**Work request:**
Whatever the listing holds, output it without alteration.

* * *

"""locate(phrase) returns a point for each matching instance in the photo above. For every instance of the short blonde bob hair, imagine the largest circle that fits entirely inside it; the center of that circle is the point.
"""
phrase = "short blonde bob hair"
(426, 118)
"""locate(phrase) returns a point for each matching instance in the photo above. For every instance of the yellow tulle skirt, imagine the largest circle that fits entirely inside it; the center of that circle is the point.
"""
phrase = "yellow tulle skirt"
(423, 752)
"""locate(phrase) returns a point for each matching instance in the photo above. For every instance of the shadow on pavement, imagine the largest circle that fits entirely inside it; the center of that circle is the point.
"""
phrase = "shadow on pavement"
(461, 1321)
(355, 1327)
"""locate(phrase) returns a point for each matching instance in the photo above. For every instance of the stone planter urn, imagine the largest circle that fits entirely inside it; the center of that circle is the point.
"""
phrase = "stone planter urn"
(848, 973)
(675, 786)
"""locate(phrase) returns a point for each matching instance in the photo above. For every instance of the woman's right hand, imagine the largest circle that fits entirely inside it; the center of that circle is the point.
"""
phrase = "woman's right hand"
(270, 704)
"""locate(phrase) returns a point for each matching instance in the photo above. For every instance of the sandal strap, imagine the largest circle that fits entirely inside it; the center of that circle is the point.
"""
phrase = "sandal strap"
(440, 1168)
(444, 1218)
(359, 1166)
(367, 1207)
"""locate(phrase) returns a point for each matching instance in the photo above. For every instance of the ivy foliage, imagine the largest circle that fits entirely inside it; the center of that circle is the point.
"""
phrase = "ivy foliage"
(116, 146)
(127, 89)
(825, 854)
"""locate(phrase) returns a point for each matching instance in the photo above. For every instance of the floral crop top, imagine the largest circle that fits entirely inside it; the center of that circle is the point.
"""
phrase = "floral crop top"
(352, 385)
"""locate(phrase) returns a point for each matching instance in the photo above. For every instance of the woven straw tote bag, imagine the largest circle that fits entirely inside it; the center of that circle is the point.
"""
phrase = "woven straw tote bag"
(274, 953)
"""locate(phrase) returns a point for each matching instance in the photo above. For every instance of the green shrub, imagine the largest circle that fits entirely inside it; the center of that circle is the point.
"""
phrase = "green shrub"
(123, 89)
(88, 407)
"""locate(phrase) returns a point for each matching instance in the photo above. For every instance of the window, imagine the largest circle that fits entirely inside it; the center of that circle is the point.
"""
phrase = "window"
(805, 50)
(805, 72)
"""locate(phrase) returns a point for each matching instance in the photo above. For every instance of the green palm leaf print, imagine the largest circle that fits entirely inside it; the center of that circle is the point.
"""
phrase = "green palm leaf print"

* * *

**Solution to the exercise:**
"""locate(phrase) returns a point for each matching instance in the photo above. For every instance of the short blonde bob hair, imagine the largest circle that fits entirely inside it; the center of that circle is the point.
"""
phrase = "short blonde bob hair"
(426, 118)
"""locate(phrase) returns a point for each matching instance in the photo above. For every instance of the yellow tulle skirt, imagine the largest circle that fits entirely inside it; the center of that circle is the point.
"""
phrase = "yellow tulle skirt"
(423, 752)
"""locate(phrase) returns a point for each matching instance in the photo above. For every instance of the shadow on pavement, imagine the largest circle that fits entirely inside it; the center of that circle is the point.
"""
phrase = "shadow on pavement"
(461, 1321)
(355, 1327)
"""locate(phrase) returns a point for each matching instance in the photo above. For every instance of the stone planter urn, imagine the largest circle that fits entirely inside it; the center of that circle is the point.
"""
phrase = "stone planter urn"
(848, 973)
(675, 786)
"""locate(phrase) returns a point for each matching instance in the photo above. For every instance of the woman's right hand, imagine the largest circle that fits entirely inside it; the center of that circle is the point.
"""
phrase = "woman's right hand"
(270, 704)
"""locate(phrase) returns a point for each matching instance in the photo above. For every instance of the sandal strap, imagine the largest circle that fits entirely inside it; the center of that circle is the point.
"""
phrase = "sandal strap"
(440, 1168)
(444, 1218)
(359, 1166)
(367, 1207)
"""locate(phrase) returns a point for each matching instance in the photo above. For every instance of the ivy foliage, imagine the largest circle that fits entirely inside it; the center of that circle is the point.
"""
phrase = "ivy foliage"
(116, 146)
(127, 89)
(825, 854)
"""locate(phrase) returns a point for each matching instance in the photo above. For every instance of the floral crop top, imagine the largest circle that fits entirely inside it; the center of that circle is the point.
"""
phrase = "floral crop top"
(352, 385)
"""locate(phrase) returns a point for each matching instance in the photo above. For every instance of the woven straw tote bag, imagine the largest circle that fits entirely inside it; the center of that circle is the point.
"""
phrase = "woven straw tote bag"
(274, 953)
"""locate(phrase) returns a point for each matching instance in the photo above. For every instance of the green shrub, imagine the largest circle that fits entirely inside it; the center of that circle is the point.
"""
phrase = "green shrub"
(123, 89)
(88, 407)
"""locate(phrase) returns a point for each matching instance in the photo above. For every instance of the window, imagine the largest circle that fits entirely inside it; the center of that circle is the point.
"""
phrase = "window"
(805, 50)
(805, 72)
"""locate(phrase) returns a point for each matching instance in the photo above. For every instance of the green palm leaf print, imagine the largest circle that fits entirely inside it; the center of that circle is the point.
"""
phrase = "green palm leaf print"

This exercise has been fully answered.